• [SET PROBLEM]: How many lines in the records below contain the word "fence"? Reply with the number alone.
══ INPUT FOR THIS TASK ══
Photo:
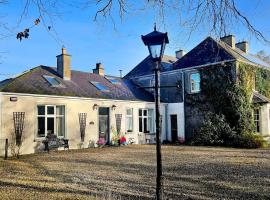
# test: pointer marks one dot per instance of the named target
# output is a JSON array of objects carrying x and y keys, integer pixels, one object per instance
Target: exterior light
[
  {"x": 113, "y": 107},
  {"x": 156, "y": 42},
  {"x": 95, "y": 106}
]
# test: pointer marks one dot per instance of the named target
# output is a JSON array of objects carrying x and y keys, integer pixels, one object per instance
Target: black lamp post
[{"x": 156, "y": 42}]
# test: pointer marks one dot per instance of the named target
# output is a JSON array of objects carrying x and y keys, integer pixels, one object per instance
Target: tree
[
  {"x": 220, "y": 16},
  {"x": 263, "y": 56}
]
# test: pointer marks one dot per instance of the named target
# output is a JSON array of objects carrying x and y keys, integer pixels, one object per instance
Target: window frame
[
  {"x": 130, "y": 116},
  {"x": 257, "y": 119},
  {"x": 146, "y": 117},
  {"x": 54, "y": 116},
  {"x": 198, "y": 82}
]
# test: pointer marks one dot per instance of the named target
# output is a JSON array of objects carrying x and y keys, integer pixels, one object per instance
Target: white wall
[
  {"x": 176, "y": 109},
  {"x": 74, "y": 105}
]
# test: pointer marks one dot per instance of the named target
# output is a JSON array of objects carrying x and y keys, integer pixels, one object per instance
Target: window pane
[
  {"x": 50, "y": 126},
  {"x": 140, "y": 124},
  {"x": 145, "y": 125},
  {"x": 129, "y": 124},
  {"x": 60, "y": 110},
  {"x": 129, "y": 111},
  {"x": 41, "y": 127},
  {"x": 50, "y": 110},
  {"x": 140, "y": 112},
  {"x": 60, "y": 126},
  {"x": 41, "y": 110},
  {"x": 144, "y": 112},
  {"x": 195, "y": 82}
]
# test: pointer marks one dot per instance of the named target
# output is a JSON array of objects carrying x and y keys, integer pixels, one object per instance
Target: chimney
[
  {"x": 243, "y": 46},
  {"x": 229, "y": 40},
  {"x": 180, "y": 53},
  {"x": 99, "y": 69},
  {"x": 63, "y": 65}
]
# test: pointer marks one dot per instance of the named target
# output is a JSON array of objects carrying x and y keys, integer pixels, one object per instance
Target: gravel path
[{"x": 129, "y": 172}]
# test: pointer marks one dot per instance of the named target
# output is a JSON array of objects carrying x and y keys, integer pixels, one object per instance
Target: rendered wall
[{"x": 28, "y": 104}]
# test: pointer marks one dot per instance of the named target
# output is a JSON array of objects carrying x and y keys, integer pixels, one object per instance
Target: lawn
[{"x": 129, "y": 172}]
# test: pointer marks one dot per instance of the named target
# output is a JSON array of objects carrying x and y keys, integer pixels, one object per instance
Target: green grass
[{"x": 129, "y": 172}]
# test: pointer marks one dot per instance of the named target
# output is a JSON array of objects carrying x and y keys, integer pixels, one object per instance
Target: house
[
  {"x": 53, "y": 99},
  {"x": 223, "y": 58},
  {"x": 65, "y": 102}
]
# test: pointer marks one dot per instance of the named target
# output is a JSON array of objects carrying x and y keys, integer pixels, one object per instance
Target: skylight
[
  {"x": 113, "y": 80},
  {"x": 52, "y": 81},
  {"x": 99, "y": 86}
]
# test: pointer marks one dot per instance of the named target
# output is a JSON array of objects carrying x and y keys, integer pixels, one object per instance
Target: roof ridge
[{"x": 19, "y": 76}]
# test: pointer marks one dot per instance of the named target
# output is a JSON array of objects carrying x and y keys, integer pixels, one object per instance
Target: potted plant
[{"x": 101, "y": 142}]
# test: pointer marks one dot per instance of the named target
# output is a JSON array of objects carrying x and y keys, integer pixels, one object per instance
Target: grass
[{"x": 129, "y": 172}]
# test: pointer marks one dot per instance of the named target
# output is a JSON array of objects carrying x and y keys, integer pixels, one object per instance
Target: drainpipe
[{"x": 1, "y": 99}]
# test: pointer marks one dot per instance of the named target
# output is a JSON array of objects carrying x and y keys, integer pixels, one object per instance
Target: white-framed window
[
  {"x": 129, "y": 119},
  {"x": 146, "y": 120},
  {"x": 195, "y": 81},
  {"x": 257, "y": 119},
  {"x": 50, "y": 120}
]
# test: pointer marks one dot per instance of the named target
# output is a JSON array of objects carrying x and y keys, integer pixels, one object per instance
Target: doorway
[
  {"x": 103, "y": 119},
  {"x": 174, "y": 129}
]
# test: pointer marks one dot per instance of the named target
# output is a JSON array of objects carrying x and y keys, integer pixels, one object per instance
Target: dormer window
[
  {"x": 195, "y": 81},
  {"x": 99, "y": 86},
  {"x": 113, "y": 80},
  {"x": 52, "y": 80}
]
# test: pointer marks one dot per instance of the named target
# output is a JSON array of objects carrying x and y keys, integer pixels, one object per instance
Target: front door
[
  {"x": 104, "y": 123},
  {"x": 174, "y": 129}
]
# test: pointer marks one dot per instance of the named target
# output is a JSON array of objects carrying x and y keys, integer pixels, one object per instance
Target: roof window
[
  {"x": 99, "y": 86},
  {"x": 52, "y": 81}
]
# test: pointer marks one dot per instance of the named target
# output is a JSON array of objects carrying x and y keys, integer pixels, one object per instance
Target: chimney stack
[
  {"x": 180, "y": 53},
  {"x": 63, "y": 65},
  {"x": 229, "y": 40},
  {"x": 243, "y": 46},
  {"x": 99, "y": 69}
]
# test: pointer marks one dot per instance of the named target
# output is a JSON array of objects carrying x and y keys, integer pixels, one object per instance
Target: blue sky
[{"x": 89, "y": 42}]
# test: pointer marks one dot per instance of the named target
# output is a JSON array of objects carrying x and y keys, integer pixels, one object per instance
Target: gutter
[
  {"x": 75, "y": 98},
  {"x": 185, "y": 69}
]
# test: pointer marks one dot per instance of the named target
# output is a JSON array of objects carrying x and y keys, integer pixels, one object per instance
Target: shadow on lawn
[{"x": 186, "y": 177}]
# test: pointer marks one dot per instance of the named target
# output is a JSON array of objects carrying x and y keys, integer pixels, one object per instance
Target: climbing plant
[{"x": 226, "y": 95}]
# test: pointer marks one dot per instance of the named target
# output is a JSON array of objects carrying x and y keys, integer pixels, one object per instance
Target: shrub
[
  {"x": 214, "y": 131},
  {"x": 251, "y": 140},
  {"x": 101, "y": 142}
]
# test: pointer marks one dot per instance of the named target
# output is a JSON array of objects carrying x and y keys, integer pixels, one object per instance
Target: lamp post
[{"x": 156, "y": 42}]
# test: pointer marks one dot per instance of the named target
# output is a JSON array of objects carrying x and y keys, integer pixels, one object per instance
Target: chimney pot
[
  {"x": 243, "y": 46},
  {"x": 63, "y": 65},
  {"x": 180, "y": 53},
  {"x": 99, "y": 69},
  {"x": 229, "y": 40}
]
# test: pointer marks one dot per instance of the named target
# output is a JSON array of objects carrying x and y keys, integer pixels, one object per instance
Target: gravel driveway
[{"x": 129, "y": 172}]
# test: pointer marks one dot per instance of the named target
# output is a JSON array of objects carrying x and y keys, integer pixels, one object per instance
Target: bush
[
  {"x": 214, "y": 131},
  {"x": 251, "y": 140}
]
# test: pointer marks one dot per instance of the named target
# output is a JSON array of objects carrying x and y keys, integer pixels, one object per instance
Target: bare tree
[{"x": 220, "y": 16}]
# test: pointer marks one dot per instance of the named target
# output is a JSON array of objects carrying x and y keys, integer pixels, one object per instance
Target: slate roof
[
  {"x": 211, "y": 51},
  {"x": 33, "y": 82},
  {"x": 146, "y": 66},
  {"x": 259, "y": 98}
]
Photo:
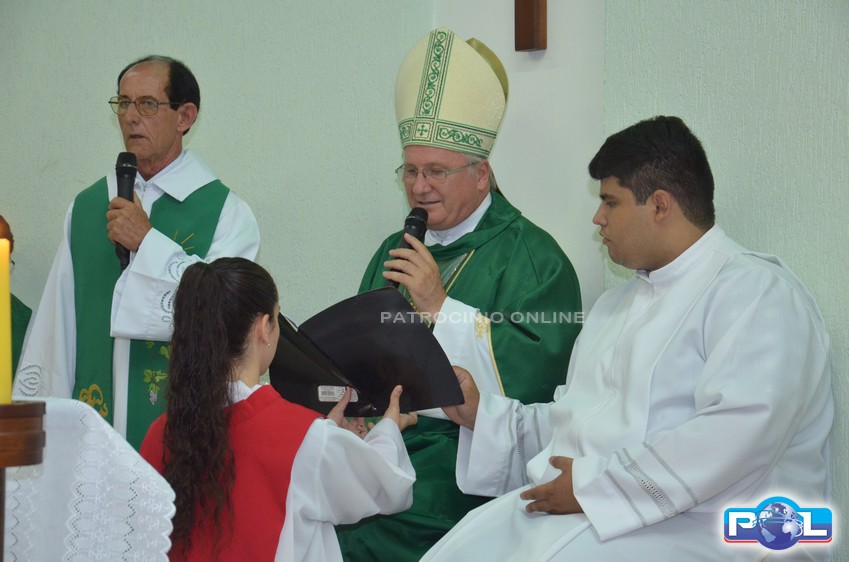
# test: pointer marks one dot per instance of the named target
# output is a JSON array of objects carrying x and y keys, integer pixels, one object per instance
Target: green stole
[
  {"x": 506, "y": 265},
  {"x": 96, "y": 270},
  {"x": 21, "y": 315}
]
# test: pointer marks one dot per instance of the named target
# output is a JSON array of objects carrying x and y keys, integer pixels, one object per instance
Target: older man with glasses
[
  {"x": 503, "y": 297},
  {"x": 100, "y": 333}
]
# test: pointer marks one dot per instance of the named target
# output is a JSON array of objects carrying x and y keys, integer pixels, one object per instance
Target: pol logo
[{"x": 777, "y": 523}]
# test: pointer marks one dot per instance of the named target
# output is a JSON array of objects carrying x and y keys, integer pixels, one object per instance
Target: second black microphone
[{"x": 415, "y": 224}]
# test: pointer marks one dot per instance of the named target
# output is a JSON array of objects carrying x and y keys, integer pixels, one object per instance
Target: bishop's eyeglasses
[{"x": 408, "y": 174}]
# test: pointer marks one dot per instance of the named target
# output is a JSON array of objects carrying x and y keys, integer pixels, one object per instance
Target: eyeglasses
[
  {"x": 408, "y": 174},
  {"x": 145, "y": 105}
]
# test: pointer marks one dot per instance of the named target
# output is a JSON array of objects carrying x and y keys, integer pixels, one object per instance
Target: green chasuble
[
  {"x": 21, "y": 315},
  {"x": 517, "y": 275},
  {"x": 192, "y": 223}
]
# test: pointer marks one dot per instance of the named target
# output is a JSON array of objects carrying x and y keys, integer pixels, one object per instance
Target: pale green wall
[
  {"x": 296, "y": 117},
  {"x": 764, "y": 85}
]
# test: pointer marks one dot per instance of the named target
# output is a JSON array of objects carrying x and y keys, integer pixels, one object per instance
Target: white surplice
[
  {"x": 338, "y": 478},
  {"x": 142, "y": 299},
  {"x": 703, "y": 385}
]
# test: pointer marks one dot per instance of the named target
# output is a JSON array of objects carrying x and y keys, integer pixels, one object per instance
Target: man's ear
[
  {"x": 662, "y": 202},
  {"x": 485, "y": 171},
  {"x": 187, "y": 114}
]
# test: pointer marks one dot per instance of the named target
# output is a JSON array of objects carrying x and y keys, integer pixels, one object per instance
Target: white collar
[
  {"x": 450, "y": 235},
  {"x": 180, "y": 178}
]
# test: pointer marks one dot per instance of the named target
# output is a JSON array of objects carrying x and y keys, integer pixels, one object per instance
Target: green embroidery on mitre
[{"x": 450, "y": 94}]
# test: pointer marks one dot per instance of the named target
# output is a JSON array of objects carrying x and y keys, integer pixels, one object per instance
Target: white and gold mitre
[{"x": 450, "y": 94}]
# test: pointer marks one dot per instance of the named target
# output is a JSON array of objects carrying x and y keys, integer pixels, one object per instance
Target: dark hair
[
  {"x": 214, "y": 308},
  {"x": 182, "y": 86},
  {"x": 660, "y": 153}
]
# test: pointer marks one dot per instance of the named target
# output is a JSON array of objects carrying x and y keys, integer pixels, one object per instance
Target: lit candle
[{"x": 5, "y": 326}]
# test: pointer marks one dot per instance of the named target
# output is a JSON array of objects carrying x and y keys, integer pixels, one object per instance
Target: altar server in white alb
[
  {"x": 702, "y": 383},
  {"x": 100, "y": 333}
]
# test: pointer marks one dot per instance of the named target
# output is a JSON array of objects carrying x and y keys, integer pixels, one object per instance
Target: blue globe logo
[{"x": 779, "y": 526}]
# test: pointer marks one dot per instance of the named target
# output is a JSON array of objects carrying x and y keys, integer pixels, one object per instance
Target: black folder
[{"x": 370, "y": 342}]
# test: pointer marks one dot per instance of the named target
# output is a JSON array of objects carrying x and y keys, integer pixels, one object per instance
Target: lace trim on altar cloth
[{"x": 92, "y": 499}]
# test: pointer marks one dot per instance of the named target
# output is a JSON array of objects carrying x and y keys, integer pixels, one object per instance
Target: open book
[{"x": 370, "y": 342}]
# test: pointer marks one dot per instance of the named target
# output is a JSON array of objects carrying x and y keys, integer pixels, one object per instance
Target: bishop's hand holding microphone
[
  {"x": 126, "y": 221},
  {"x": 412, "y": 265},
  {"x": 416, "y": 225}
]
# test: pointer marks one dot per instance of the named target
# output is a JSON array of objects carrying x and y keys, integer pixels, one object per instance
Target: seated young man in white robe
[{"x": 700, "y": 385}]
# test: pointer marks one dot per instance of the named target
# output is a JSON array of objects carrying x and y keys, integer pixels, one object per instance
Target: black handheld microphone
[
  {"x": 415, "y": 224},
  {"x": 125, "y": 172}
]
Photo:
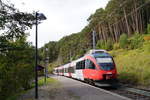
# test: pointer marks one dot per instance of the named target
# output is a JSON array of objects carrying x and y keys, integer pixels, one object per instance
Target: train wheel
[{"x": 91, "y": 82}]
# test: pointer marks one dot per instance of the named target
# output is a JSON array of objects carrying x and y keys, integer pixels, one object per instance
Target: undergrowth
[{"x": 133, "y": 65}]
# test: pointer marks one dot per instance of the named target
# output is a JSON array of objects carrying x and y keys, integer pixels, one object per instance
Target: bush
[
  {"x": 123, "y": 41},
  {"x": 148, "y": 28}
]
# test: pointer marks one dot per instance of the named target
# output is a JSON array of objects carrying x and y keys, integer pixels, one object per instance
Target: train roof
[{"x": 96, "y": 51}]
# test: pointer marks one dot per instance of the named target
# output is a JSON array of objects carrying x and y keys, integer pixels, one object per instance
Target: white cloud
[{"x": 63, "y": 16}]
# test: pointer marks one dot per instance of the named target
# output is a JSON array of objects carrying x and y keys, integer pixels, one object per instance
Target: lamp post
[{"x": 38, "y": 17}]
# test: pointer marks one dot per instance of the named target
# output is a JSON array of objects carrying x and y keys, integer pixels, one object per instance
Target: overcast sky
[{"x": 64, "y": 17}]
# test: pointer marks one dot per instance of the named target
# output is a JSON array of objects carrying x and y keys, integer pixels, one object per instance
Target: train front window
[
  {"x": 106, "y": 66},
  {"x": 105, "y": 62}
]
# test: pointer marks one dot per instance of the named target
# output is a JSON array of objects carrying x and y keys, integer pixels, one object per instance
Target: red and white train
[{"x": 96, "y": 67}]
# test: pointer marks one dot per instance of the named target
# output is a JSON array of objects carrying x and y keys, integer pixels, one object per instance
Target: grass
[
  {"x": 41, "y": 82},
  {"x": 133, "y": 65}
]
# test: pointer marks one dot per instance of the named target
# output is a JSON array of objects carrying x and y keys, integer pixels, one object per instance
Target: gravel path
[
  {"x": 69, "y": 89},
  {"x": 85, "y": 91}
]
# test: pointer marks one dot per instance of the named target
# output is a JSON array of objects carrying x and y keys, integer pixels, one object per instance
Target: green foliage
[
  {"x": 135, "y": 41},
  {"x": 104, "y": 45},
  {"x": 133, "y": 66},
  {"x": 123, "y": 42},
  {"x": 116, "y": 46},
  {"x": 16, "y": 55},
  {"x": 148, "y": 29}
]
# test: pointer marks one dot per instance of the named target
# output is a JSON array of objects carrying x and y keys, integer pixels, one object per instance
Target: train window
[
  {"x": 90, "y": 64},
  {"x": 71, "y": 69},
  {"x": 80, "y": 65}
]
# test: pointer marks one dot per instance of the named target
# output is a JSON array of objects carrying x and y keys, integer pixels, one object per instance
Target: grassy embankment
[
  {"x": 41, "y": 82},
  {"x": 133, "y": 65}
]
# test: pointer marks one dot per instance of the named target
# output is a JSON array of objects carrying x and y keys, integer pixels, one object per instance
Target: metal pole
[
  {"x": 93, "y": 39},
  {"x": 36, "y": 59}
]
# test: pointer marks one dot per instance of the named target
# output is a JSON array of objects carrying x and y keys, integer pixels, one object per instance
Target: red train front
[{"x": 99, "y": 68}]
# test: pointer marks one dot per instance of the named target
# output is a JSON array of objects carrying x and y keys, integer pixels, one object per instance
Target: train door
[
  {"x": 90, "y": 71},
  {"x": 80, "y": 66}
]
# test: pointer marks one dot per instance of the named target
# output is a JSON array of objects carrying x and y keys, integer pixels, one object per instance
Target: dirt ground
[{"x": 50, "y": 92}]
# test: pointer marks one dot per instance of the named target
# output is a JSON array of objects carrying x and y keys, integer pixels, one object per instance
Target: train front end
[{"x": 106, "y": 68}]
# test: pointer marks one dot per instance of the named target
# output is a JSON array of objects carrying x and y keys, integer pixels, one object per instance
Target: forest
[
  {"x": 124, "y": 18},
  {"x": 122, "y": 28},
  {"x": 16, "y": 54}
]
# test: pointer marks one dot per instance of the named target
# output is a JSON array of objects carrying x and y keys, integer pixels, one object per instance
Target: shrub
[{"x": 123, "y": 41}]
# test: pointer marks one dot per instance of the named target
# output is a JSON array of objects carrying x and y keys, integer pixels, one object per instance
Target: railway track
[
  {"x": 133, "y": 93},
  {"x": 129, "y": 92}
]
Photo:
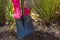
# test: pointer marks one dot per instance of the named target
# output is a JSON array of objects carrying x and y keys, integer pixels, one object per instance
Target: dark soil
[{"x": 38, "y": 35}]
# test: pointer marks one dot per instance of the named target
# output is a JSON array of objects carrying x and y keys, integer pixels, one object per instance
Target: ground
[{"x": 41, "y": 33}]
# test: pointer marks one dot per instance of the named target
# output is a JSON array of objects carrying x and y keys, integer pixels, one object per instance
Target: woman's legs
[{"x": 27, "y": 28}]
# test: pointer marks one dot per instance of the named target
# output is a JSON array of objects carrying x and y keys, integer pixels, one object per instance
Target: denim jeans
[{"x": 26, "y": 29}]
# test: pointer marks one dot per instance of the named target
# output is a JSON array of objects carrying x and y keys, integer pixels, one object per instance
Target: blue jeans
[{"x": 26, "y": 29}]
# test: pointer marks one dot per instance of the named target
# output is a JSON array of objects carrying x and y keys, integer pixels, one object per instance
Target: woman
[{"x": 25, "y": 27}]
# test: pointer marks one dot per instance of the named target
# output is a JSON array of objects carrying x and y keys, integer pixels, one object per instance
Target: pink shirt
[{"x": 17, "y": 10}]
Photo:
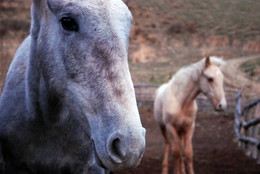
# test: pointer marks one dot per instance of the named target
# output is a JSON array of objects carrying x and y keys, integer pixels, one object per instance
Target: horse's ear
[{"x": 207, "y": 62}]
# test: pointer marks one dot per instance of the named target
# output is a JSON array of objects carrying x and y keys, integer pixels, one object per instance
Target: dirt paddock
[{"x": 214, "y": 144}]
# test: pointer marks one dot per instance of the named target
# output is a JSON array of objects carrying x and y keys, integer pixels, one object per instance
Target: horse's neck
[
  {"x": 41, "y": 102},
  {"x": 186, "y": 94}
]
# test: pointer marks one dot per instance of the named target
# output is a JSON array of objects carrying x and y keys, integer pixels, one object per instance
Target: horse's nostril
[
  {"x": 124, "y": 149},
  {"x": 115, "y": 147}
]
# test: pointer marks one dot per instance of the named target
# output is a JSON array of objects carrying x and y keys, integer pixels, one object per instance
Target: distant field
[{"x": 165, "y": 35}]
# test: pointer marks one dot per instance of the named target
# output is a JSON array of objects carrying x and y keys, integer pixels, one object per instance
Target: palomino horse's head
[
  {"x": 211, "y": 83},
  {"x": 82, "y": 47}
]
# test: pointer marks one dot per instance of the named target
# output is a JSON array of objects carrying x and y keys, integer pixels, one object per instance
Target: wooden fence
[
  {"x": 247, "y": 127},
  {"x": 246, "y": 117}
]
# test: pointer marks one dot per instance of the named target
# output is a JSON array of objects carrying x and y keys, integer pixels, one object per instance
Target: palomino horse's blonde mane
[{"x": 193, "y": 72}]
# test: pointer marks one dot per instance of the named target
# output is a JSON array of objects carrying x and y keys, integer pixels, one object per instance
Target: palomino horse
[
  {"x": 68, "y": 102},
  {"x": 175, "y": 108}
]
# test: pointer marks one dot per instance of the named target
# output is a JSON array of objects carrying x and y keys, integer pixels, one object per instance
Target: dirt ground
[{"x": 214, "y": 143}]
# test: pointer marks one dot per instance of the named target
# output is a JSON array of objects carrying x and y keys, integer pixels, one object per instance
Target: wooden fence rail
═══
• [FULL RESPONSE]: 2